[RECORDS FOR THIS EXERCISE start]
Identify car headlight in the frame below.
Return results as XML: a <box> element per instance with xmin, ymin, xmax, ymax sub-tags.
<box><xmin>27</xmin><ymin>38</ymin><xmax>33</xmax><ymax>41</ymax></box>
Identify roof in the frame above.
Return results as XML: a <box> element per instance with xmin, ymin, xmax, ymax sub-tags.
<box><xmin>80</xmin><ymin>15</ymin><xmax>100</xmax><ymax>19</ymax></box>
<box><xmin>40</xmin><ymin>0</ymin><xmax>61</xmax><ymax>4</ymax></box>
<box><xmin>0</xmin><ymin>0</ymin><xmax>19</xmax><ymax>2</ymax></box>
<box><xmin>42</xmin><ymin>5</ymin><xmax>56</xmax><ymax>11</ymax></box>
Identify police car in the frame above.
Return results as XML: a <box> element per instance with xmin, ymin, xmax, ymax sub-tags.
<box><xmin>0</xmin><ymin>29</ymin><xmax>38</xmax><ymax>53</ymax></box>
[RECORDS FOR THIS EXERCISE end]
▶ _REQUIRED WORK_: Express the listing as a two-column CSV with the columns request and response, giving everything from the line containing "Identify police car in the frame above." down to the end of the listing. Put one row per request, with each request's text and its answer in a single quoted field apiece and line breaks replaced by spaces.

▶ _SOLVED EXERCISE_:
request,response
"Identify police car in the frame above. Return results as XML: a <box> element per instance with xmin, ymin, xmax, ymax sub-tags.","<box><xmin>0</xmin><ymin>29</ymin><xmax>38</xmax><ymax>53</ymax></box>"